▶ [Task details]: Move every outline coordinate in the listing by adding 89 to each x and y value. Reproduce all lines from the start of the listing through the line holding "[[[847,4],[872,12],[883,21],[898,21],[898,4],[894,0],[849,0]]]", inclusive, and leave the pictures out of your reply.

··· Input material ···

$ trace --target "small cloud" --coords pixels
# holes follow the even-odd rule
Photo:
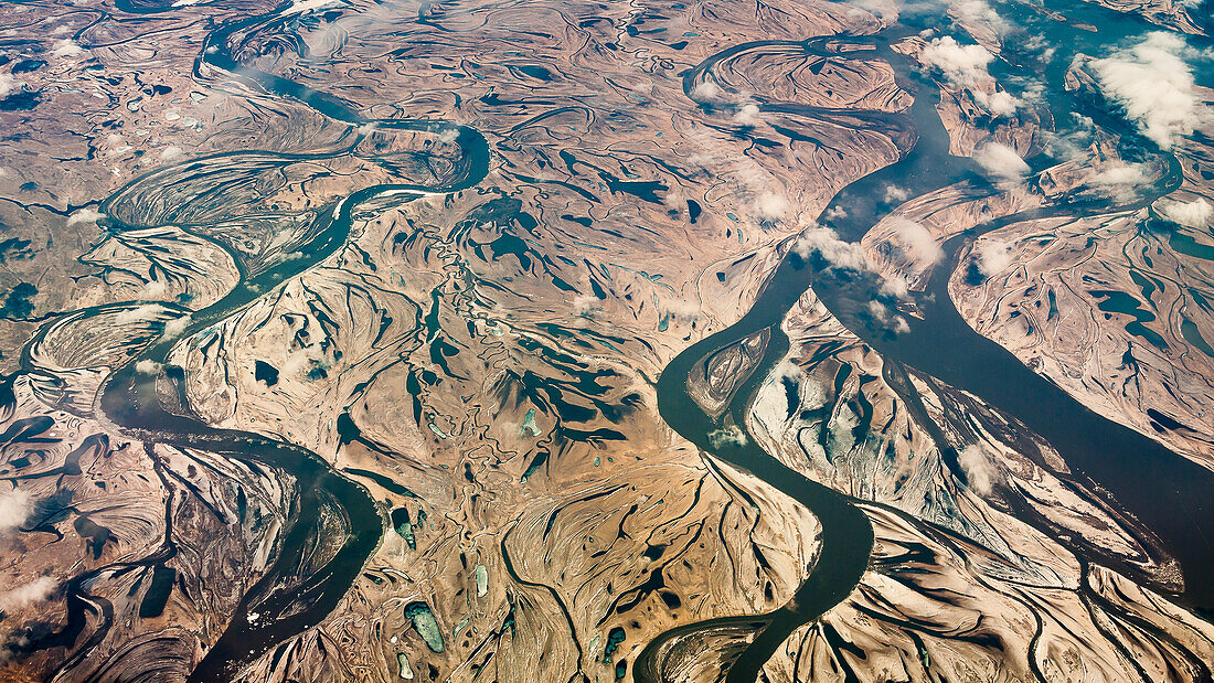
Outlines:
[[[847,4],[872,12],[883,21],[898,21],[898,4],[894,0],[849,0]]]
[[[894,217],[890,218],[890,227],[894,229],[894,241],[915,262],[935,264],[944,257],[944,250],[936,244],[936,238],[931,232],[914,221]]]
[[[906,298],[907,294],[910,292],[910,285],[907,284],[907,279],[902,275],[891,273],[881,283],[880,292],[894,298]]]
[[[1002,183],[1019,183],[1028,175],[1028,164],[1016,150],[998,142],[988,142],[974,150],[974,160],[986,175]]]
[[[0,534],[24,524],[33,507],[33,499],[21,489],[0,493]]]
[[[743,126],[753,126],[759,123],[759,106],[754,102],[743,104],[738,113],[733,115],[733,123]]]
[[[872,271],[872,263],[864,250],[858,244],[839,239],[839,235],[830,228],[821,226],[806,228],[793,244],[793,250],[806,261],[817,256],[832,268]]]
[[[1155,32],[1134,47],[1091,62],[1105,95],[1163,149],[1170,149],[1173,138],[1192,135],[1210,118],[1195,91],[1186,53],[1182,38]]]
[[[57,588],[59,582],[50,576],[39,576],[24,586],[11,588],[0,593],[0,610],[12,611],[34,603],[40,603],[51,597],[51,593],[55,592],[55,588]]]
[[[974,444],[965,446],[957,454],[957,462],[965,472],[970,490],[983,496],[991,494],[994,482],[999,479],[999,469],[981,446]]]
[[[737,425],[730,425],[708,433],[708,444],[714,449],[739,448],[747,445],[747,436]]]
[[[78,223],[96,223],[104,216],[104,214],[93,209],[81,209],[68,216],[68,226],[75,226]]]
[[[1010,116],[1016,113],[1023,102],[1010,92],[1005,90],[999,90],[992,93],[983,92],[981,90],[974,91],[974,101],[991,112],[995,118],[998,116]]]
[[[972,87],[988,80],[991,74],[987,64],[994,55],[981,45],[961,45],[951,35],[935,38],[919,59],[929,68],[938,69],[949,84],[960,87]]]
[[[721,86],[710,80],[702,80],[691,89],[691,98],[696,102],[719,102],[724,96]]]
[[[1214,206],[1210,206],[1204,199],[1193,201],[1165,200],[1159,203],[1158,210],[1164,218],[1190,228],[1204,228],[1210,224],[1210,218],[1214,218]]]
[[[1138,197],[1139,188],[1151,183],[1142,164],[1112,164],[1088,178],[1088,184],[1122,201]]]

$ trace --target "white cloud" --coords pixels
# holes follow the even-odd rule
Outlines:
[[[764,190],[755,198],[754,207],[755,214],[758,214],[760,218],[775,221],[787,216],[793,209],[793,205],[788,203],[788,199],[784,198],[783,194]]]
[[[1195,201],[1161,201],[1159,214],[1174,223],[1190,228],[1204,228],[1214,218],[1214,206],[1204,199]]]
[[[33,499],[21,489],[0,493],[0,534],[24,524],[33,507]]]
[[[1105,95],[1164,149],[1210,115],[1193,91],[1186,52],[1182,38],[1155,32],[1134,47],[1091,62]]]
[[[965,472],[970,489],[980,495],[988,495],[992,485],[999,478],[999,469],[987,457],[981,446],[970,444],[957,454],[957,462]]]
[[[881,283],[881,294],[895,298],[906,298],[909,291],[910,285],[907,284],[907,279],[897,273],[886,275],[885,281]]]
[[[999,34],[1005,34],[1011,29],[1011,24],[983,0],[961,0],[960,2],[952,4],[952,10],[957,12],[957,17],[963,22],[986,24]]]
[[[1088,178],[1088,184],[1122,201],[1138,195],[1138,188],[1151,182],[1142,164],[1113,164]]]
[[[988,142],[974,150],[974,160],[994,180],[1016,183],[1028,175],[1028,164],[1006,144]]]
[[[793,244],[793,250],[805,260],[817,254],[832,268],[847,268],[851,271],[872,269],[868,255],[864,254],[864,250],[858,244],[844,241],[839,239],[839,235],[834,230],[821,226],[806,228],[796,243]]]
[[[737,425],[708,433],[708,443],[714,449],[737,448],[747,445],[747,436]]]
[[[944,74],[944,78],[954,86],[971,87],[991,78],[987,64],[994,59],[994,55],[981,45],[961,45],[951,35],[935,38],[926,47],[919,59]]]
[[[10,591],[0,593],[0,610],[12,611],[23,607],[40,603],[51,597],[59,582],[50,576],[39,576],[24,586],[17,586]]]
[[[74,226],[76,223],[96,223],[97,220],[103,218],[106,215],[93,210],[93,209],[81,209],[75,214],[68,216],[68,224]]]
[[[894,229],[894,241],[914,260],[915,263],[934,264],[944,257],[944,250],[936,244],[936,238],[931,232],[914,221],[894,217],[890,218],[890,227]]]
[[[898,4],[894,0],[849,0],[849,5],[872,12],[878,18],[889,22],[898,19]]]

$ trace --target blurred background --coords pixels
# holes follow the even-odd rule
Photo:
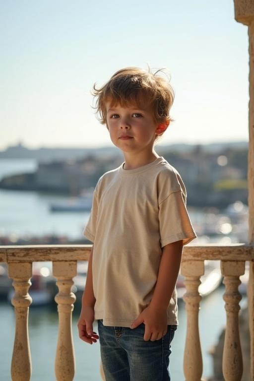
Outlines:
[[[175,122],[155,150],[186,185],[198,236],[193,244],[248,242],[248,39],[247,27],[234,19],[233,1],[11,0],[0,3],[0,245],[90,243],[82,232],[94,187],[124,161],[96,118],[91,90],[121,68],[147,64],[171,76]],[[218,266],[206,263],[203,281],[210,286],[200,290],[204,374],[211,380],[217,380],[214,337],[219,340],[225,322]],[[75,326],[86,270],[86,262],[79,263],[73,289],[75,380],[93,381],[99,379],[99,344],[87,348]],[[55,350],[57,290],[51,263],[34,263],[33,273],[32,380],[50,380],[54,355],[44,354]],[[173,379],[181,380],[186,322],[181,275],[178,282],[180,326],[170,366]],[[0,366],[6,380],[12,293],[0,264],[0,321],[8,326]]]

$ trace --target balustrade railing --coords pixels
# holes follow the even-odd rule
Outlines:
[[[71,331],[71,316],[75,295],[71,292],[77,261],[87,260],[91,245],[31,246],[0,247],[0,262],[8,266],[9,277],[13,280],[16,327],[11,362],[13,381],[29,381],[32,364],[28,331],[29,296],[33,262],[51,261],[59,292],[55,300],[59,318],[58,340],[55,360],[58,381],[71,381],[75,373],[75,356]],[[183,359],[186,381],[200,381],[202,374],[202,351],[198,328],[198,312],[201,297],[198,293],[200,277],[204,273],[206,259],[221,261],[221,273],[225,286],[226,327],[223,356],[225,381],[240,381],[243,359],[239,337],[238,316],[241,296],[238,291],[239,277],[244,273],[246,261],[254,260],[253,245],[242,244],[227,246],[190,245],[184,247],[181,272],[185,278],[184,296],[187,314],[187,331]],[[250,269],[253,266],[250,266]],[[253,310],[251,304],[249,309]],[[250,325],[252,326],[252,325]],[[253,335],[254,332],[250,332]],[[103,378],[101,365],[101,373]]]

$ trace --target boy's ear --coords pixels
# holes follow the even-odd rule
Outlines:
[[[168,127],[169,125],[169,121],[165,121],[165,122],[162,122],[162,123],[160,123],[159,125],[158,125],[156,129],[155,132],[158,135],[161,135],[163,133],[163,132],[165,132]]]

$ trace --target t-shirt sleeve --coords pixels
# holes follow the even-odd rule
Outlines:
[[[185,245],[196,238],[186,208],[186,197],[182,190],[169,194],[159,204],[159,208],[162,248],[180,240]]]
[[[83,232],[83,235],[86,237],[92,242],[94,242],[95,239],[97,213],[98,196],[95,190],[93,192],[92,208],[89,218]]]

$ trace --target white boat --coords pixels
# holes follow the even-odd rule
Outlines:
[[[78,197],[71,197],[65,201],[50,204],[52,212],[90,211],[92,208],[93,193],[86,192]]]
[[[220,285],[222,279],[220,261],[205,260],[204,273],[200,277],[201,283],[198,286],[198,293],[202,297],[208,295]],[[186,289],[184,284],[184,280],[185,277],[179,274],[176,284],[178,299],[182,299],[186,292]]]

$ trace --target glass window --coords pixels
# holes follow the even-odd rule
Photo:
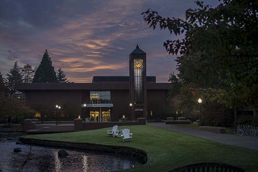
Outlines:
[[[91,103],[109,103],[111,102],[110,91],[91,91],[90,94]]]

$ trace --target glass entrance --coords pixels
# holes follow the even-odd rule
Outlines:
[[[99,111],[90,111],[90,117],[91,122],[99,121]]]
[[[111,117],[111,113],[110,111],[102,111],[102,122],[110,122],[110,117]]]

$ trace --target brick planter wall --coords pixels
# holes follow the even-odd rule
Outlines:
[[[138,118],[136,122],[84,122],[80,118],[74,119],[74,131],[81,131],[112,127],[115,125],[119,126],[124,125],[145,125],[145,118]]]

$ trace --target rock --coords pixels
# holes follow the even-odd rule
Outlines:
[[[13,152],[15,153],[19,153],[20,152],[22,152],[22,148],[20,147],[16,147],[13,149]]]
[[[22,143],[22,142],[19,140],[17,140],[16,141],[16,144],[22,144],[23,143]]]
[[[58,157],[66,158],[68,155],[68,153],[66,150],[61,149],[58,151]]]

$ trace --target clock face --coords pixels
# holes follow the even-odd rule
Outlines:
[[[135,62],[135,65],[137,68],[140,68],[142,66],[142,62],[140,60],[137,60]]]

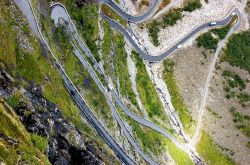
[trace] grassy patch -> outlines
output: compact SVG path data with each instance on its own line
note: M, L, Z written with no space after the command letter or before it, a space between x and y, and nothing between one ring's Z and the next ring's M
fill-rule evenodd
M235 107L230 108L230 113L233 115L235 127L241 130L247 137L250 137L250 116L242 115Z
M172 143L169 139L165 138L165 136L150 128L141 126L128 116L125 116L125 114L121 110L119 110L119 113L121 114L123 120L127 120L132 126L132 131L135 137L138 138L142 149L146 153L148 153L149 155L153 153L156 156L161 156L162 153L168 151L171 158L176 162L176 164L194 164L187 153L176 147L175 144Z
M163 0L161 6L159 7L158 11L162 9L164 6L169 4L169 0ZM192 12L198 8L201 8L202 4L200 3L200 0L193 0L185 4L183 8L176 8L172 9L166 14L162 16L159 20L154 20L153 22L148 24L149 29L149 35L152 39L152 43L154 46L159 46L159 39L158 39L158 33L159 29L165 28L167 26L173 26L177 23L178 20L181 20L183 15L183 11L189 11Z
M146 67L140 58L139 54L135 51L132 51L132 56L135 60L135 65L137 68L136 75L136 84L137 89L142 100L142 103L149 115L150 118L157 117L164 119L163 105L160 102L160 99L157 95L157 92L154 88L154 84L150 80Z
M15 112L1 100L0 103L0 162L15 164L29 162L30 164L50 164L47 157L33 145L30 134L26 132ZM11 138L17 143L11 145L5 138Z
M170 59L166 59L164 61L163 79L169 88L171 102L175 110L178 112L180 120L183 124L183 129L189 135L192 134L194 131L194 128L192 128L194 121L191 117L190 111L184 103L182 96L180 95L174 76L174 62Z
M223 88L226 92L226 98L238 98L239 103L243 107L246 107L247 103L250 101L250 95L246 91L243 91L246 88L246 80L241 78L240 75L229 70L225 70L222 75L227 80L225 87Z
M222 40L226 37L229 30L230 30L230 25L226 25L222 28L212 29L211 32L218 35L219 39Z
M231 88L239 87L241 91L246 88L246 81L240 75L229 70L225 70L222 75L227 77L227 83Z
M61 27L59 27L60 29ZM56 42L58 47L57 58L64 65L65 71L73 83L82 90L84 99L94 112L98 114L102 119L106 120L109 128L113 128L113 118L107 104L106 98L101 93L94 80L91 78L87 69L83 67L78 58L73 53L73 47L71 46L69 39L66 37L67 33L63 30L56 30L54 40L62 42ZM60 33L59 33L60 32ZM58 39L56 39L58 38ZM60 52L59 52L60 51Z
M138 103L136 101L136 95L132 89L132 82L130 80L130 75L128 72L125 41L120 33L117 33L114 36L114 44L116 53L115 54L116 72L120 82L120 92L123 96L128 98L132 102L132 104L134 104L137 108L139 108Z
M79 33L83 36L86 45L94 55L97 62L100 61L98 54L98 5L91 2L87 5L78 6L76 0L66 2L66 6L70 11L70 16L76 21Z
M214 143L208 133L202 132L200 141L196 145L197 151L208 165L233 165L234 162L220 151L220 147Z
M202 4L201 4L200 0L192 0L184 5L183 10L188 11L188 12L192 12L196 9L201 8L201 7L202 7Z
M173 26L178 20L182 18L180 9L174 9L165 14L162 18L163 26Z
M46 151L48 145L48 139L45 137L41 137L37 134L31 134L31 141L36 148L38 148L42 153Z
M120 23L122 26L127 27L127 22L120 15L116 14L116 12L112 8L110 8L108 5L102 4L101 9L105 15L114 19L115 21Z
M250 73L250 30L233 35L228 42L223 59Z

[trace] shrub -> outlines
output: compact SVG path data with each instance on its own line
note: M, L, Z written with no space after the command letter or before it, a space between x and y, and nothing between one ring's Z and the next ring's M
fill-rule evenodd
M176 22L182 18L182 13L179 9L171 10L166 15L163 16L164 26L173 26Z
M198 47L204 47L212 50L217 48L217 44L219 42L219 40L214 38L210 32L202 34L196 39L196 41Z
M150 25L149 25L149 35L152 39L152 42L154 46L159 46L159 40L158 40L158 32L159 32L159 26L158 22L154 20Z
M250 30L235 34L228 42L224 59L250 73Z
M199 9L202 7L202 4L200 2L200 0L194 0L194 1L191 1L191 2L188 2L184 7L183 7L183 10L184 11L188 11L188 12L192 12L196 9Z
M213 29L211 30L212 33L217 34L219 36L219 39L224 39L227 35L227 33L230 30L230 25L224 26L222 28L217 28L217 29Z

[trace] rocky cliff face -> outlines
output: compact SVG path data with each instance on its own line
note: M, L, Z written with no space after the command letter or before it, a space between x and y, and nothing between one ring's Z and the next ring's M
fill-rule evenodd
M42 96L41 87L28 83L24 89L4 69L3 63L1 66L0 95L15 110L29 133L48 139L46 154L52 164L103 164L101 151L94 142L70 124L56 104Z

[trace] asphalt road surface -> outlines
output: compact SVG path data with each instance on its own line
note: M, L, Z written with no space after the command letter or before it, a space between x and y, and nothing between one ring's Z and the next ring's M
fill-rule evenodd
M116 153L117 157L125 164L131 164L134 165L135 162L127 155L127 153L124 152L124 150L116 143L116 141L112 138L112 136L105 130L105 128L101 125L101 123L97 120L95 115L91 112L81 95L79 94L78 90L74 86L74 84L71 82L67 74L65 73L64 69L58 62L58 60L55 58L55 55L51 51L47 41L43 37L37 20L34 16L33 7L32 4L27 0L16 0L15 3L19 7L19 9L25 13L29 25L32 26L33 32L37 35L38 38L41 38L41 41L49 52L51 53L54 62L60 72L60 75L62 77L62 80L65 84L65 87L68 89L69 93L71 94L72 98L75 100L76 104L78 105L79 109L81 110L82 114L85 116L85 118L88 120L88 122L95 128L95 130L99 133L99 135L105 140L105 142L110 146L110 148ZM35 26L36 25L36 26ZM38 33L37 33L38 32Z
M240 15L239 9L235 8L234 10L231 11L231 13L236 13L238 15ZM136 51L141 55L141 57L144 60L147 60L149 62L159 62L162 61L163 59L165 59L167 56L171 55L176 49L178 49L179 45L182 45L183 43L185 43L187 40L189 40L189 38L191 38L192 36L194 36L196 33L210 28L210 27L218 27L218 26L225 26L227 25L233 15L229 14L225 19L217 21L217 24L214 26L209 26L208 23L205 23L199 27L197 27L196 29L194 29L193 31L191 31L190 33L188 33L183 39L181 39L179 42L177 42L175 45L173 45L170 49L168 49L166 52L164 52L163 54L160 55L150 55L148 53L146 53L145 51L143 51L138 45L137 43L134 41L133 37L131 36L131 34L127 31L127 29L125 29L121 24L119 24L118 22L116 22L115 20L109 18L108 16L106 16L104 13L101 12L101 16L106 19L109 24L114 27L115 29L117 29L118 31L120 31L128 40L129 42L132 44L132 46L136 49Z
M134 23L140 23L148 19L158 9L161 0L152 0L147 11L139 16L132 16L127 14L113 0L104 0L104 3L113 8L123 19Z

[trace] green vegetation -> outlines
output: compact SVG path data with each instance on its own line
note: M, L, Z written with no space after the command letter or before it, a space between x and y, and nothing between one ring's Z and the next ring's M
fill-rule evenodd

···

▶ [Task solution]:
$ trace --target "small cloud" --coords pixels
# holes follow the even-odd rule
Photo:
Outlines:
[[[936,93],[961,101],[972,110],[987,110],[987,93],[983,89],[938,89]]]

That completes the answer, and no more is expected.